====== Material shown

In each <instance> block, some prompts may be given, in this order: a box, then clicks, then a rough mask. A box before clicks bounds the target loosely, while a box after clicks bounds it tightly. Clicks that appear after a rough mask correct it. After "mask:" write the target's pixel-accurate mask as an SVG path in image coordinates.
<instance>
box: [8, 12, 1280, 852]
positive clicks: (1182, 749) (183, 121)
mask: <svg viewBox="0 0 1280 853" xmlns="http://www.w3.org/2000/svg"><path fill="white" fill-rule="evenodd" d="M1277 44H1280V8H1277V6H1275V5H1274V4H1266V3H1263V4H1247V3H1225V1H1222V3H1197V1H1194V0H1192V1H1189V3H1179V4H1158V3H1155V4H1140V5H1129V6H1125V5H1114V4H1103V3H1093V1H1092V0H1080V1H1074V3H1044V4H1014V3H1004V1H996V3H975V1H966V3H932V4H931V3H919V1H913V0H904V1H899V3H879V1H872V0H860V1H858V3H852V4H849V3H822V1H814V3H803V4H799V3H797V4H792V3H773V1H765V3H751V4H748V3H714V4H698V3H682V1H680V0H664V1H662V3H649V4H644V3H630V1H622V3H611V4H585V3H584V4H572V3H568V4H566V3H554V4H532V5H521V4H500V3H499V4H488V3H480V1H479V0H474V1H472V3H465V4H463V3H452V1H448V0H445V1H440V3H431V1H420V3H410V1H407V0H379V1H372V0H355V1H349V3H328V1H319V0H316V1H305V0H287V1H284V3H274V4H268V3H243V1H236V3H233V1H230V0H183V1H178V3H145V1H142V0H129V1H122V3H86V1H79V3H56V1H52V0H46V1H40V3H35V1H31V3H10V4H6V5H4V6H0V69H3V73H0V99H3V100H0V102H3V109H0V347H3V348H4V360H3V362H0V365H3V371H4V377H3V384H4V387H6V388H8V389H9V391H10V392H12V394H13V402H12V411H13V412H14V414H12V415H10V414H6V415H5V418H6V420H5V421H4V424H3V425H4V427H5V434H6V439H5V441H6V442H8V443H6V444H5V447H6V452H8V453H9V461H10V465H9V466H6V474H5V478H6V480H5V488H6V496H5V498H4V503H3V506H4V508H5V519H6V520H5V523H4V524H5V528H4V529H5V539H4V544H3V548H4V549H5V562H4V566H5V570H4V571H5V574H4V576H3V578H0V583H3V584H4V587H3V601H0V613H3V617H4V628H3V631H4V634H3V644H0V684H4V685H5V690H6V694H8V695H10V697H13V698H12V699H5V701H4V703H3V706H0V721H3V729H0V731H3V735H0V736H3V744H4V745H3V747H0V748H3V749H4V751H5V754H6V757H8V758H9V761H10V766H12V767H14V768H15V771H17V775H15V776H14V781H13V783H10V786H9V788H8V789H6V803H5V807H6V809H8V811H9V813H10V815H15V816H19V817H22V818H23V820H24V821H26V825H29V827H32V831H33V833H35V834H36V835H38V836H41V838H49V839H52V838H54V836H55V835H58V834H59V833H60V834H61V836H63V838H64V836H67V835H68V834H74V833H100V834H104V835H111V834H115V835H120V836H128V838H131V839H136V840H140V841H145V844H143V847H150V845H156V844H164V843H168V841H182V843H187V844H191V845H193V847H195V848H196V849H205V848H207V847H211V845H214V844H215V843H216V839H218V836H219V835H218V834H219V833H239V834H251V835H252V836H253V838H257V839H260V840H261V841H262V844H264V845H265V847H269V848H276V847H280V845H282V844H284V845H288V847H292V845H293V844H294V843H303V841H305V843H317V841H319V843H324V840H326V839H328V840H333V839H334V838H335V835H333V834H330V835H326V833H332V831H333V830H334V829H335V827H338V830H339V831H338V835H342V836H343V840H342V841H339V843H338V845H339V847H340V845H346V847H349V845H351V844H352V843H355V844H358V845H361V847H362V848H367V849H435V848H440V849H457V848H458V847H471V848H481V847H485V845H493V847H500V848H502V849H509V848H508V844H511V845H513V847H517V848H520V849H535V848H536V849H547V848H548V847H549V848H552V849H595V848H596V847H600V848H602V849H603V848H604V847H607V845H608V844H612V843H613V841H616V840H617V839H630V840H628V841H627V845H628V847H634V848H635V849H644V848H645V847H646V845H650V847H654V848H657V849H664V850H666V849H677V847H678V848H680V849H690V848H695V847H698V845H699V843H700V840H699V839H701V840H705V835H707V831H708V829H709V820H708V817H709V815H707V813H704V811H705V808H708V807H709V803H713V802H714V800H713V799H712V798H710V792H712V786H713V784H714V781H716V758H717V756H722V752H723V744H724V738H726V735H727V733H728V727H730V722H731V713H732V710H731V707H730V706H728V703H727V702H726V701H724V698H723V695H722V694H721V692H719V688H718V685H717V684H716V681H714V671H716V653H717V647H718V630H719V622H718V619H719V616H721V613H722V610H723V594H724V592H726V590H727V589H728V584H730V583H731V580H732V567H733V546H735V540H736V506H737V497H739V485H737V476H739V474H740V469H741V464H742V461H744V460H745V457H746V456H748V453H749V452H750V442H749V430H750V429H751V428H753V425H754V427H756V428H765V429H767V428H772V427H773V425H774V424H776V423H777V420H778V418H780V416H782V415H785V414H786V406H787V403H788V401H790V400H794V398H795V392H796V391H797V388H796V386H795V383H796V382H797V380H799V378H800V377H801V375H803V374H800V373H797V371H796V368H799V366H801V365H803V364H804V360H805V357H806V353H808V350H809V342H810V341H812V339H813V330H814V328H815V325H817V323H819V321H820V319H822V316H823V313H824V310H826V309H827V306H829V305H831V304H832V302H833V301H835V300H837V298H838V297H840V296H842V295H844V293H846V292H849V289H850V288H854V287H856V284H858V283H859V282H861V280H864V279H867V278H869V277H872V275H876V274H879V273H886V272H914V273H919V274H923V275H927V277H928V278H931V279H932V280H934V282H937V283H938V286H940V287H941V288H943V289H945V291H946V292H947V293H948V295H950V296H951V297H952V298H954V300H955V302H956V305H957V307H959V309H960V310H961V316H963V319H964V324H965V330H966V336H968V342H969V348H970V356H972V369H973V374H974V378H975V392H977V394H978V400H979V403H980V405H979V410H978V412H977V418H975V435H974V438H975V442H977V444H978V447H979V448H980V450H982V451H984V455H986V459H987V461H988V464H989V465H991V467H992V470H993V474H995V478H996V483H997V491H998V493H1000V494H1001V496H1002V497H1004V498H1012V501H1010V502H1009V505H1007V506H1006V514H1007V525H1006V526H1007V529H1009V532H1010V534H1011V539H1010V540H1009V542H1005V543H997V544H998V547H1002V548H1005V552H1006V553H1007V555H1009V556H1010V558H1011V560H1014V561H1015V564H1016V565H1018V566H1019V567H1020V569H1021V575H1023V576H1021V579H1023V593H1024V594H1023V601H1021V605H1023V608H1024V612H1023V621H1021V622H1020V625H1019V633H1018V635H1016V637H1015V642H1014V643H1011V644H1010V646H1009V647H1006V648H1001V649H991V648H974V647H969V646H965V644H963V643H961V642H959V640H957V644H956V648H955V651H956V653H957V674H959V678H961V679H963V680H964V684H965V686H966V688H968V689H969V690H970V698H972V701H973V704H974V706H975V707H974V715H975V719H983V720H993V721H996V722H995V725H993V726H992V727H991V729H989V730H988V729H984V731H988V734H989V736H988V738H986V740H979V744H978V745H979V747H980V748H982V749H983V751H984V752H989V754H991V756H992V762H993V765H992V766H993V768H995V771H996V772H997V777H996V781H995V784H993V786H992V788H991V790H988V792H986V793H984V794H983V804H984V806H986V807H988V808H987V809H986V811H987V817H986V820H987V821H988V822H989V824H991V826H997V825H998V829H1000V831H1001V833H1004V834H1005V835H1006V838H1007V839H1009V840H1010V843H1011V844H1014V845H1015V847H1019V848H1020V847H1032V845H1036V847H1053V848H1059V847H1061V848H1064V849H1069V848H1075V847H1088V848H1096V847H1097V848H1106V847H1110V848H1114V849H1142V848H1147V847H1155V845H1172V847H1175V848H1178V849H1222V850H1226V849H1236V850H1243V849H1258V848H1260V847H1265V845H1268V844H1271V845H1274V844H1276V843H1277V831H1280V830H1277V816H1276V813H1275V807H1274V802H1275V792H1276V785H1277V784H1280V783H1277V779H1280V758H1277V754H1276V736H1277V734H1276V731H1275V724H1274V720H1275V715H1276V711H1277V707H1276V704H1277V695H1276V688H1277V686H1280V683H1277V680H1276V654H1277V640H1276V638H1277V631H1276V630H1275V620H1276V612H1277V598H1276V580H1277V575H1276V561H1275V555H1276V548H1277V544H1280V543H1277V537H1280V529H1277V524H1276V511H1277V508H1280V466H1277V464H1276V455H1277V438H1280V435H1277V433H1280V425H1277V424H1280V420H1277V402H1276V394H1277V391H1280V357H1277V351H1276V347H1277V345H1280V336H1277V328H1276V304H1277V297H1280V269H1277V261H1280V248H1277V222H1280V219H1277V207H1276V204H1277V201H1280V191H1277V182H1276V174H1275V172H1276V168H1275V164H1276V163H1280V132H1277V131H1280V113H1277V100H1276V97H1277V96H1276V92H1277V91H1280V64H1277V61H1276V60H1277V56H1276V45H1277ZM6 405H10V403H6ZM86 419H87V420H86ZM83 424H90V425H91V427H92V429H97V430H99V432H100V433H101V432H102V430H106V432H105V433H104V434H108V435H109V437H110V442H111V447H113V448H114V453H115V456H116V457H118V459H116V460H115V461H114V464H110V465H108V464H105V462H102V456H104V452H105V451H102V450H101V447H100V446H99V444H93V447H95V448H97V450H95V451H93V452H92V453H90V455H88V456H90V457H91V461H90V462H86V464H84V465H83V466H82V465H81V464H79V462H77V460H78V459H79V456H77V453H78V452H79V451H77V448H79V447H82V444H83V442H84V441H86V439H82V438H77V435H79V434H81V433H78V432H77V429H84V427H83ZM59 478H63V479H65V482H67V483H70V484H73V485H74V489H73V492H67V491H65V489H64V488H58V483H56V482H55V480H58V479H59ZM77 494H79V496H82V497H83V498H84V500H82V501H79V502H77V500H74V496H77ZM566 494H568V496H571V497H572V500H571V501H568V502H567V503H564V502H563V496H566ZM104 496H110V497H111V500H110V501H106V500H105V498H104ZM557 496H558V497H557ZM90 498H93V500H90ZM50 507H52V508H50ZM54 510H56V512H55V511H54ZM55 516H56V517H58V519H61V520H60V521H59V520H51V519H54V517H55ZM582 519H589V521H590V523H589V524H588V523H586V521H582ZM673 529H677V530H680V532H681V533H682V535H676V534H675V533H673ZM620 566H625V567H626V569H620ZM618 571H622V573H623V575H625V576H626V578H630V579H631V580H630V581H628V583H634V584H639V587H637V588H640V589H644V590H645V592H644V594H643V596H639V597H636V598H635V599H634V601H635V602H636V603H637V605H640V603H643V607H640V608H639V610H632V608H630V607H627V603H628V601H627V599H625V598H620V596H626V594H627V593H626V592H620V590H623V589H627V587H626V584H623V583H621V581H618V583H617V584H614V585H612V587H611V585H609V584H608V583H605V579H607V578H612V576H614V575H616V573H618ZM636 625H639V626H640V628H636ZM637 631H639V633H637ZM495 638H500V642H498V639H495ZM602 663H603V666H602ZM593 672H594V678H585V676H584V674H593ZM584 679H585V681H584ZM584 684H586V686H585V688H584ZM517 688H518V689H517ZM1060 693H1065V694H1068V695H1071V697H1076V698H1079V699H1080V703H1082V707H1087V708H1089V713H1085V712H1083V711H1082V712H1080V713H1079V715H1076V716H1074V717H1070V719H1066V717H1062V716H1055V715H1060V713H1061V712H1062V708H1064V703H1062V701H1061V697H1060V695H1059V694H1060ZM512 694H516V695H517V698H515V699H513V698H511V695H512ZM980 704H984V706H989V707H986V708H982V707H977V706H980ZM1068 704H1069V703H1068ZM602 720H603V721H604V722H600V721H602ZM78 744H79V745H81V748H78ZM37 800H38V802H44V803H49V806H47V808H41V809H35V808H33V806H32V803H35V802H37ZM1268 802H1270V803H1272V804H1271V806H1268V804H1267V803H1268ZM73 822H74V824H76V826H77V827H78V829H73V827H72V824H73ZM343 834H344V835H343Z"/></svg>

============

• [What is expected]: Nothing but the lines from the first line of the data through the line with "box: [8, 12, 1280, 852]" should be returned, exactly as they appear, both ends included.

• [Solution]:
In each <instance> block, some prompts may be given, in this order: a box, then clicks, then a rough mask. A box before clicks bounds the target loosely, while a box after clicks bounds it tightly. Clicks that appear after a rough mask correct it. After "mask:" write the target's pixel-accurate mask as an SVG path in image coordinates.
<instance>
box: [8, 12, 1280, 852]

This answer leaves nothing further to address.